● RECORD EXCERPTS
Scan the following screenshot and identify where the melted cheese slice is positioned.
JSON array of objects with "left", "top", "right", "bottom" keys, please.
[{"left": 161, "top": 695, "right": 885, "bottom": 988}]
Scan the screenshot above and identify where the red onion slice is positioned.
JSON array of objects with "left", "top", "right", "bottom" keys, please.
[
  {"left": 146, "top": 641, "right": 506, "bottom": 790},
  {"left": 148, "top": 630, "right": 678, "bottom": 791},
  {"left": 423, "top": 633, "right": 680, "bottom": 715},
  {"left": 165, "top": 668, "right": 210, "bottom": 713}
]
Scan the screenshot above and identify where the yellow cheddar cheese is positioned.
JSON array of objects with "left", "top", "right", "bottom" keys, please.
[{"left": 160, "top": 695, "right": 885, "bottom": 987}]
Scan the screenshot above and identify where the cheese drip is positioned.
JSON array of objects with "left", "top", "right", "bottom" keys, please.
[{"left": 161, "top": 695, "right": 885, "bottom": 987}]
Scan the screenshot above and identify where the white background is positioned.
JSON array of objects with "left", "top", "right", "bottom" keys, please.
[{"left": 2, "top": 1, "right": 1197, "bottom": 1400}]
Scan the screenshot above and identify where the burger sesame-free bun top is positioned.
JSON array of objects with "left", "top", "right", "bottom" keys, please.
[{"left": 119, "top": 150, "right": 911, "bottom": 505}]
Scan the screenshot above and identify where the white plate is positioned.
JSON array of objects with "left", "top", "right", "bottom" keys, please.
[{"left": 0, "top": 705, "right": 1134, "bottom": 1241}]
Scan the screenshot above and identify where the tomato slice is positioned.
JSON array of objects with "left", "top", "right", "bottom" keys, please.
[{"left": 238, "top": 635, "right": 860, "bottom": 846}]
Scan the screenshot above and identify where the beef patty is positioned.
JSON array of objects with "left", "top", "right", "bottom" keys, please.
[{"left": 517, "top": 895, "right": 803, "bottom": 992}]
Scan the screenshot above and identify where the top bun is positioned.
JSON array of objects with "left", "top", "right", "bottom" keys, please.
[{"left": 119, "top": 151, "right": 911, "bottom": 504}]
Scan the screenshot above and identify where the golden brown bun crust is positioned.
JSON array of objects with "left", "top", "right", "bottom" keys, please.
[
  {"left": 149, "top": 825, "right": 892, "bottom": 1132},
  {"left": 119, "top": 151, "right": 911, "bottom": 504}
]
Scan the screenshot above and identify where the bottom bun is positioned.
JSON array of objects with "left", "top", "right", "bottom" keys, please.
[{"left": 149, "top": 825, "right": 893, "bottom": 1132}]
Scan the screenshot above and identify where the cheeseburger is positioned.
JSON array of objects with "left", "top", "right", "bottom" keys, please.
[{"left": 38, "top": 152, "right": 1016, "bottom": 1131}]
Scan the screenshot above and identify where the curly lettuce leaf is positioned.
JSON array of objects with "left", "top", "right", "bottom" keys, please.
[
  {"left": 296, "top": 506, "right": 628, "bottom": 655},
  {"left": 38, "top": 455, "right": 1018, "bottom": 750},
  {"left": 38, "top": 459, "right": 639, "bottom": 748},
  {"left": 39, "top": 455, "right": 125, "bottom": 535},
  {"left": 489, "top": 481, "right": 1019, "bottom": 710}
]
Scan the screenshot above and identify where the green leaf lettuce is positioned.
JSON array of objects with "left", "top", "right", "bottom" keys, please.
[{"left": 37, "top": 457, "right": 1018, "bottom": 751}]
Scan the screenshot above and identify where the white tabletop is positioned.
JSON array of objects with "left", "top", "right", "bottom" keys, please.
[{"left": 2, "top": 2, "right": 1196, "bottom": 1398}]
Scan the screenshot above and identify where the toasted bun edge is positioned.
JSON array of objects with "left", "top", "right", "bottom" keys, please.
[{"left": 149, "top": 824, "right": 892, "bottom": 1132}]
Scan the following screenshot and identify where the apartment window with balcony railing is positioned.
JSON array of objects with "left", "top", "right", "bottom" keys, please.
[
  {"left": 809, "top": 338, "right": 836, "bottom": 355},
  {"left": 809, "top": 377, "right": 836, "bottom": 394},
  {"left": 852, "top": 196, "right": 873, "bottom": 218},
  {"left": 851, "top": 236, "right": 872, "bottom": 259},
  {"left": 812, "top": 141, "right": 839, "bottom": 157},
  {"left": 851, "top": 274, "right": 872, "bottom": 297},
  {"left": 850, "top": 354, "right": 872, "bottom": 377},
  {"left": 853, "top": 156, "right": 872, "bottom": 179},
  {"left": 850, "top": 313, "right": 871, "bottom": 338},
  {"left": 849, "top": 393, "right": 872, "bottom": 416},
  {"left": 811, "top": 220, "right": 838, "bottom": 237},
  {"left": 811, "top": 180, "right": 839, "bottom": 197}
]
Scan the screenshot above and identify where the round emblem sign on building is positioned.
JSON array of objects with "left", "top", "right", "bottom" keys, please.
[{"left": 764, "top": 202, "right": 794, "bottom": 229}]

● PROBLEM TO SOLVE
Produce the whole listing again, exactly as it reads above.

● RESPONSE TO THIS TASK
Scan the following screenshot and identify where the melted cheese slice is positioned.
JSON array of objects with "left", "top", "right", "bottom" keys, please.
[{"left": 161, "top": 695, "right": 885, "bottom": 988}]
Scan the screenshot above and identify where the red onion slice is positioned.
JSON array of objects with "left", "top", "right", "bottom" keys, please.
[
  {"left": 146, "top": 641, "right": 506, "bottom": 790},
  {"left": 148, "top": 630, "right": 678, "bottom": 791},
  {"left": 423, "top": 633, "right": 680, "bottom": 715},
  {"left": 165, "top": 668, "right": 210, "bottom": 713}
]
Scan the screenshot above and identify where the yellow cheddar cheese is positioned.
JSON array of objects with "left", "top", "right", "bottom" keys, please.
[{"left": 160, "top": 695, "right": 885, "bottom": 987}]
Scan the screenshot above and identify where the cheese drip is positioned.
JSON array of objects with "left", "top", "right", "bottom" keys, please.
[{"left": 161, "top": 695, "right": 885, "bottom": 987}]
Scan the screenshot above and identify where the white background is positioned.
JSON array of objects with "left", "top", "right", "bottom" keys, please.
[{"left": 2, "top": 1, "right": 1197, "bottom": 1400}]
Scan the screenshot above and identify where the burger sesame-free bun top is positioned.
JSON array of objects with "left", "top", "right", "bottom" keys, please.
[{"left": 119, "top": 150, "right": 911, "bottom": 505}]
Scan the screenshot above and identify where the white plate is positioned.
JSON array of objects with "left", "top", "right", "bottom" keys, please.
[{"left": 0, "top": 705, "right": 1134, "bottom": 1241}]
Scan the screenshot above and identify where the tomato slice is positioned.
JSON array of objects with "left", "top", "right", "bottom" keys, please.
[{"left": 238, "top": 635, "right": 860, "bottom": 846}]
Scan the screenshot above and identify where the beef patty is positioned.
JSON array of objects with "left", "top", "right", "bottom" keys, please.
[{"left": 517, "top": 895, "right": 803, "bottom": 992}]
Scan the screenshot above and identify where the top bun is positioned.
JSON array of objects with "left", "top", "right", "bottom" keys, please.
[{"left": 119, "top": 151, "right": 911, "bottom": 504}]
Scan the screenshot above and identify where the golden brown bun crust is positioned.
JSON array of objects with "left", "top", "right", "bottom" keys, please.
[
  {"left": 149, "top": 825, "right": 892, "bottom": 1132},
  {"left": 119, "top": 151, "right": 911, "bottom": 504}
]
Scan the screenshot above and identify where the bottom bun is positioned.
JSON array of objects with "left", "top", "right", "bottom" keys, please.
[{"left": 149, "top": 825, "right": 893, "bottom": 1132}]
Scan the screenshot above and identify where the cheeseburger is positioned.
JSON array of objects with "left", "top", "right", "bottom" keys, please.
[{"left": 38, "top": 152, "right": 1016, "bottom": 1131}]
Scan the screenshot above and identify where the curly lettuce leaf is positioned.
JSON array of objects with "left", "top", "right", "bottom" keys, please.
[
  {"left": 296, "top": 506, "right": 628, "bottom": 655},
  {"left": 38, "top": 455, "right": 1018, "bottom": 750},
  {"left": 38, "top": 459, "right": 639, "bottom": 748},
  {"left": 39, "top": 455, "right": 125, "bottom": 535},
  {"left": 489, "top": 481, "right": 1019, "bottom": 710}
]
Scan the screenshot above and identify where the green leaf lettuce is positioned.
JSON array of objects with "left", "top", "right", "bottom" keys, please.
[{"left": 37, "top": 457, "right": 1018, "bottom": 751}]
Scan the screenshot above and identify where the white tabletop is positioned.
JSON array of objects with "left", "top", "right", "bottom" keys, please.
[{"left": 2, "top": 2, "right": 1196, "bottom": 1398}]
Scan the screenshot above and identify where the toasted bun edge is positioned.
JSON array of objects with "left", "top", "right", "bottom" keys, please.
[{"left": 149, "top": 824, "right": 892, "bottom": 1132}]
Scan the following screenshot and identify where the apartment window with balcony railing is positioned.
JSON array of objects with "left", "top", "right", "bottom" keys, please.
[
  {"left": 809, "top": 338, "right": 836, "bottom": 355},
  {"left": 809, "top": 377, "right": 836, "bottom": 394},
  {"left": 852, "top": 196, "right": 873, "bottom": 218},
  {"left": 851, "top": 236, "right": 872, "bottom": 259},
  {"left": 812, "top": 141, "right": 839, "bottom": 157},
  {"left": 851, "top": 274, "right": 872, "bottom": 297},
  {"left": 850, "top": 354, "right": 872, "bottom": 377},
  {"left": 853, "top": 156, "right": 872, "bottom": 179},
  {"left": 850, "top": 313, "right": 871, "bottom": 338},
  {"left": 849, "top": 393, "right": 872, "bottom": 416},
  {"left": 811, "top": 220, "right": 838, "bottom": 237},
  {"left": 811, "top": 180, "right": 839, "bottom": 197}
]
Scan the screenshot above and identify where the round emblem sign on building is positioned.
JSON array of objects with "left", "top", "right", "bottom" keys, please.
[{"left": 764, "top": 202, "right": 794, "bottom": 229}]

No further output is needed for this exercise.